THE TASK :: Reproduce word for word the part of the text about Crateuas from "Crateuas (111-64 BC), also" to "work, the Herbology.".

TEXT UNDER STUDY ::
Crateuas (111-64 BC), also known as Cratevas (Latin), Krateuas, or Kratevas (Κρατεύας), was a Greek doctor, pharmacologist, and friend of Mithradates VI Eupator. He was distinguished from others of the same name by the epithet "Rootpicker" or "Rhizotomist" (ὁ ῥιζοτόμος, ho rhizotómos) after the Greek name of his principal work, the Herbology.

== Life ==
Little is known of Crateuas's life. Although he is often closely linked with Mithridates VI of Pontus in various histories, (Note: See, e.g., Lopez's Medicine and Oncology.) surviving sources from antiquity only attest that they were in correspondence with one another and that Crateuas credited the Pontic king with the discovery of a plant named mithridation in his honour. The exact plant described remains unknown, although some scholars have connected it to Dorstenia tambourissa or Erythronium denscanis.

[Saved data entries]
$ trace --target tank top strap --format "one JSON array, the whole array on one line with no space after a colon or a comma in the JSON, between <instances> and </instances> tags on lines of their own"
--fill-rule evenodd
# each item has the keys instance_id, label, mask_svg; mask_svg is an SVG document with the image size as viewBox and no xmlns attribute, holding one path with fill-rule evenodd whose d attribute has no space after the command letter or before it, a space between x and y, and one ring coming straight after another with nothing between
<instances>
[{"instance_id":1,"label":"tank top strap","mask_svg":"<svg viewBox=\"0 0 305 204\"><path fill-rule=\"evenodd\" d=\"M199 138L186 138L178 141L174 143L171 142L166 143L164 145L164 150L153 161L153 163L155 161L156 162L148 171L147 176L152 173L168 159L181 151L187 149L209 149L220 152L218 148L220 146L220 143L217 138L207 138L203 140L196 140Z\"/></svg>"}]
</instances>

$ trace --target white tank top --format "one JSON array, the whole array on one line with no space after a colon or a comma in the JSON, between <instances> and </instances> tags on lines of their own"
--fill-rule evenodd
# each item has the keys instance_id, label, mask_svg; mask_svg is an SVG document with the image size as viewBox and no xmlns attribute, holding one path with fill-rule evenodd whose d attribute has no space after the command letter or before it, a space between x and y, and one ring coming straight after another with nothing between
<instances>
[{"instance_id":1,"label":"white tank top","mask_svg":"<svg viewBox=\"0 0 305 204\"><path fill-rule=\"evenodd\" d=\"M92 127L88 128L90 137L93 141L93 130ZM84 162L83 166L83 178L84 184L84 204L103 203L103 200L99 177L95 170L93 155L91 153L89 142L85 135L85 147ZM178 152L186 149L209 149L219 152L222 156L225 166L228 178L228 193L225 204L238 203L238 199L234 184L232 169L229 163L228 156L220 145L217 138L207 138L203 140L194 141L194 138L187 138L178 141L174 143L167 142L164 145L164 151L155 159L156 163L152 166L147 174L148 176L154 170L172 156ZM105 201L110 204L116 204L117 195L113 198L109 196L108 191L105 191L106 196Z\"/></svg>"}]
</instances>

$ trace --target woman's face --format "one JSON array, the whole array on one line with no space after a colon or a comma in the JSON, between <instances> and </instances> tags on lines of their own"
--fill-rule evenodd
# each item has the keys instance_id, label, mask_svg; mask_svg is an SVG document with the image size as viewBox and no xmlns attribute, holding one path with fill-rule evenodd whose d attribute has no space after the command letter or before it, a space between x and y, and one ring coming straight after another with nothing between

TASK ANSWER ::
Crateuas (111-64 BC), also known as Cratevas (Latin), Krateuas, or Kratevas (Κρατεύας), was a Greek doctor, pharmacologist, and friend of Mithradates VI Eupator. He was distinguished from others of the same name by the epithet "Rootpicker" or "Rhizotomist" (ὁ ῥιζοτόμος, ho rhizotómos) after the Greek name of his principal work, the Herbology.